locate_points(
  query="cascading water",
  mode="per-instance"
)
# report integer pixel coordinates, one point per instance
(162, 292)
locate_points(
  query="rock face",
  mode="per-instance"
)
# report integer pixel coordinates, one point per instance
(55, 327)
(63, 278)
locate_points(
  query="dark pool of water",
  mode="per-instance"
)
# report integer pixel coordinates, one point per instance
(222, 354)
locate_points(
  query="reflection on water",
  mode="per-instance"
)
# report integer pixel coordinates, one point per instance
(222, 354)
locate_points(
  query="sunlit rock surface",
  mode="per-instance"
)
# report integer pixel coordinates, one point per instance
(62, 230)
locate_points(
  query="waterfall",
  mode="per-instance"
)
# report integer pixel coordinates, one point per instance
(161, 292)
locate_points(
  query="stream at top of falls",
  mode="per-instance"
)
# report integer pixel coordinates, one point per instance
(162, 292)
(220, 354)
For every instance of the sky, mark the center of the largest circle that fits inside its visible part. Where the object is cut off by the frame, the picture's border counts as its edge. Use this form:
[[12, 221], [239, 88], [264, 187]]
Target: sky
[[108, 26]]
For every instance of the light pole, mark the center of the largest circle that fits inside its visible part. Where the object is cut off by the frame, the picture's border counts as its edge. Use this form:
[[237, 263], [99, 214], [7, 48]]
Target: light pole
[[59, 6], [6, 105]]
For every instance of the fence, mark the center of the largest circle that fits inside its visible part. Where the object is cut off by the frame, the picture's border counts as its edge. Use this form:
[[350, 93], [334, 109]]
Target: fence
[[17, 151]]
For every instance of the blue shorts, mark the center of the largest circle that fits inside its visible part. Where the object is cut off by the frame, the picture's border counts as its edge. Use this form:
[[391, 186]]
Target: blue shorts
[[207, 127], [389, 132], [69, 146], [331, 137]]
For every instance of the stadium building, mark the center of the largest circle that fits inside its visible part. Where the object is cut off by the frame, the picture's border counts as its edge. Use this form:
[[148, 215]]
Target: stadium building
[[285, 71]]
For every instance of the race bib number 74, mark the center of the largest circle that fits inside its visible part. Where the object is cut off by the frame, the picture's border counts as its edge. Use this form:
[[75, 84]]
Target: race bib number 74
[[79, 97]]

______________________________

WHAT THIS TASK INVOLVES >> Work out how many lines of the listing above include the word "query". Report only the number.

SOLUTION FOR THIS TASK >> 7